▶ [Task 1]:
Using the concert program, answer the following:
(a) In what hall and city does the event take place?
(b) Who was the dedicatee of Danyel's songbook?
(c) Which instrument plays one of Ophelia's ballad tunes?

SWEET SWAN OF AVON
To the Memory of My Beloved the Author, Mr. William Shakespeare
Shakespeare’s Lives of Girls and Women
8PM, Feb. 13, 2016
Heliconian Hall, Toronto
First of the Ladies Masque Anon.
Here we see Phebe attempt to set her suitor Silvius free and respond with an ayre where the poet assures his beloved that her beauty gives her not the power to decide who will be her vassal. The strings play Byrd’s variations on The Leaves be Green, the signature tune of the dedicatee of Danyel’s songbook, Miss Anne Green.
Phebe from As You Like It [III, 5]
Let not Cloris think John Danyel (1564-c.1626)
The Leaves be Green William Byrd (c.1540-1623)
Ophelia is perhaps, with Lady Macbeth, Shakespeare’s most famous female role, and we present one of her most famous speeches. Campion’s song – he wrote the texts and music – comments on her distressed state, and the violin plays one of the ballad tunes she sings in her madness, tunes associated with powerful men seducing young women.
Ophelia from Hamlet [III, 1]
My love hath vowd Thomas Campion (1567-1620)

▶ [Task 2]: Identify and copy every line of the entries that contains the string "blurred". Case counts.

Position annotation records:

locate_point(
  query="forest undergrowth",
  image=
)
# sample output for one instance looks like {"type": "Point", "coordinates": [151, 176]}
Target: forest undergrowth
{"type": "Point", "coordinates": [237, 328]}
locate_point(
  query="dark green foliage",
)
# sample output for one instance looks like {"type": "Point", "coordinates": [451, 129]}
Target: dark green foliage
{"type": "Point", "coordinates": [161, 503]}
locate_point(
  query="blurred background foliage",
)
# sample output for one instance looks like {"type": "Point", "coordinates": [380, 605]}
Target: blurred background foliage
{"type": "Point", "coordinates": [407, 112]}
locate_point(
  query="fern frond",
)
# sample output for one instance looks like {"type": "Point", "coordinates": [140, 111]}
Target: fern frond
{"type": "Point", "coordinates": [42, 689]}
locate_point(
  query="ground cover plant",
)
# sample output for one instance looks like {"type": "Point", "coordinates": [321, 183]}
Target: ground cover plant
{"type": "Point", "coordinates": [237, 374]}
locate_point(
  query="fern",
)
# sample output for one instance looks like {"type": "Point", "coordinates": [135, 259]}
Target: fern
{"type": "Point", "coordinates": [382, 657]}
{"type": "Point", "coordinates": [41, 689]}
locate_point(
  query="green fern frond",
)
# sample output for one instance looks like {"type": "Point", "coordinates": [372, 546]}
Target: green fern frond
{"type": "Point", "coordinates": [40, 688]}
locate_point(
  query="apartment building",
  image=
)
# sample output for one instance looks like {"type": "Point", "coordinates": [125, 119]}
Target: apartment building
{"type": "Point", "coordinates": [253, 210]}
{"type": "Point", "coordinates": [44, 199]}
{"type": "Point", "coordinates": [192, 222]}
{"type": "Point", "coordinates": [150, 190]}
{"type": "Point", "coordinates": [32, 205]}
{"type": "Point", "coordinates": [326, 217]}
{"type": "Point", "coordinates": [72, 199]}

▶ [Exercise result 1]:
(a) Heliconian Hall, Toronto
(b) Miss Anne Green
(c) The violin

▶ [Exercise result 2]:
  query="blurred background foliage",
Target: blurred background foliage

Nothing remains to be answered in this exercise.